■ DIRECTIONS ■
Nothing but the lines from the one that contains "In this exercise you will annotate each instance of the knitted" through the end of the listing should appear, set down exactly.

■ DATA FOR THE TASK ■
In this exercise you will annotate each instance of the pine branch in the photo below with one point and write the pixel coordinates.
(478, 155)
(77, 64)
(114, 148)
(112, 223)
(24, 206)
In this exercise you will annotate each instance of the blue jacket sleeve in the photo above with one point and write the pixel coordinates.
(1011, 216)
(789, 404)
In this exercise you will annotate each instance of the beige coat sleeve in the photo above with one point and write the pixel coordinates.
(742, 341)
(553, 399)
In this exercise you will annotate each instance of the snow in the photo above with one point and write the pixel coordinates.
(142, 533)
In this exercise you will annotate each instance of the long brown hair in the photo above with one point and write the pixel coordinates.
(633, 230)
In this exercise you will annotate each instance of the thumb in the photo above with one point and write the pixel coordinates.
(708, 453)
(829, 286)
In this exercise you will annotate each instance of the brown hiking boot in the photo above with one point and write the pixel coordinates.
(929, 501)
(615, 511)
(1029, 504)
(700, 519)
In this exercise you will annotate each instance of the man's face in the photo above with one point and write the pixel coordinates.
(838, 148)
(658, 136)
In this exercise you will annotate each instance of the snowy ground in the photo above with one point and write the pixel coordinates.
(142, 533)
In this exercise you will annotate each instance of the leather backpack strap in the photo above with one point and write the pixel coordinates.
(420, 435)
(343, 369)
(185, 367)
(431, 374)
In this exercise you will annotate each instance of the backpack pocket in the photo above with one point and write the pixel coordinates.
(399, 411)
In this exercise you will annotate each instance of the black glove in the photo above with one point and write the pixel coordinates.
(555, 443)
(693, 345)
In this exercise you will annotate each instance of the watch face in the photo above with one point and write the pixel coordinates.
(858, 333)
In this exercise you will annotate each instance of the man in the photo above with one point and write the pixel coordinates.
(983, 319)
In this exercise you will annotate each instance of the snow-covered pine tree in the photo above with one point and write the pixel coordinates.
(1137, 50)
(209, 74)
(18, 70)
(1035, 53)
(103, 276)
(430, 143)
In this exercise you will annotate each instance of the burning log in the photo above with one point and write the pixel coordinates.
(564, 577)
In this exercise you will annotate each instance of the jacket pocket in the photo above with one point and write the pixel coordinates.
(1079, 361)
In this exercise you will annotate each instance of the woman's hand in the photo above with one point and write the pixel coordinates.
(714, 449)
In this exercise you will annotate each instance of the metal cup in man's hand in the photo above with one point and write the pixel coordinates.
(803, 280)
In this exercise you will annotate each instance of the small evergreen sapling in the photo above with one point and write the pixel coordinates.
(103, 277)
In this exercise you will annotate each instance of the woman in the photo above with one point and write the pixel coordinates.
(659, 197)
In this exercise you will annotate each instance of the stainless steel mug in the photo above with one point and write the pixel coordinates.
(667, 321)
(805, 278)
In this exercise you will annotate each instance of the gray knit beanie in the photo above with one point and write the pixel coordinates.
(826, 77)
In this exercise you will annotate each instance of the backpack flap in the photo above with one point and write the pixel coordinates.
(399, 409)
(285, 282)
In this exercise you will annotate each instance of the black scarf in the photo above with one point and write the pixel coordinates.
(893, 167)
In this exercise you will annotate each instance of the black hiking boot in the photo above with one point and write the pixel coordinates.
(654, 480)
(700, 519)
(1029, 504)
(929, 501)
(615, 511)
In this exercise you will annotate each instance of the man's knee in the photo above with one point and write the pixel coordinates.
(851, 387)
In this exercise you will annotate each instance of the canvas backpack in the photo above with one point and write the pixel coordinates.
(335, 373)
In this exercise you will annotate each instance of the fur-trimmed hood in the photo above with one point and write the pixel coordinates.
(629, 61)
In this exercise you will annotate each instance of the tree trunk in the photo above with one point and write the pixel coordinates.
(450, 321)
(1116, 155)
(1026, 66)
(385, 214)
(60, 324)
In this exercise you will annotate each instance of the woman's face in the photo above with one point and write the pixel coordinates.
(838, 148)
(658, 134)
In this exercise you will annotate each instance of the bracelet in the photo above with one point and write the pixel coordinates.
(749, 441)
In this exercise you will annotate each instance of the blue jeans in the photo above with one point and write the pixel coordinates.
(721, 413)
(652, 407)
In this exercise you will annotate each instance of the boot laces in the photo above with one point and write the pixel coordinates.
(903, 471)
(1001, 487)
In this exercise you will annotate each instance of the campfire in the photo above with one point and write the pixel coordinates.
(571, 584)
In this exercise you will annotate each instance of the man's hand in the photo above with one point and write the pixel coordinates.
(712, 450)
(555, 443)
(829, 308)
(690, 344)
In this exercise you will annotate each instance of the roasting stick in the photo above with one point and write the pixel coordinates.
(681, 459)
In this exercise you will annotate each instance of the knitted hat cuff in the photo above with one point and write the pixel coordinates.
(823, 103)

■ TASK SOLUTION ■
In this exercise you will annotate each instance of the knitted hat cuff in the photo above with one point and write the pixel coordinates.
(823, 103)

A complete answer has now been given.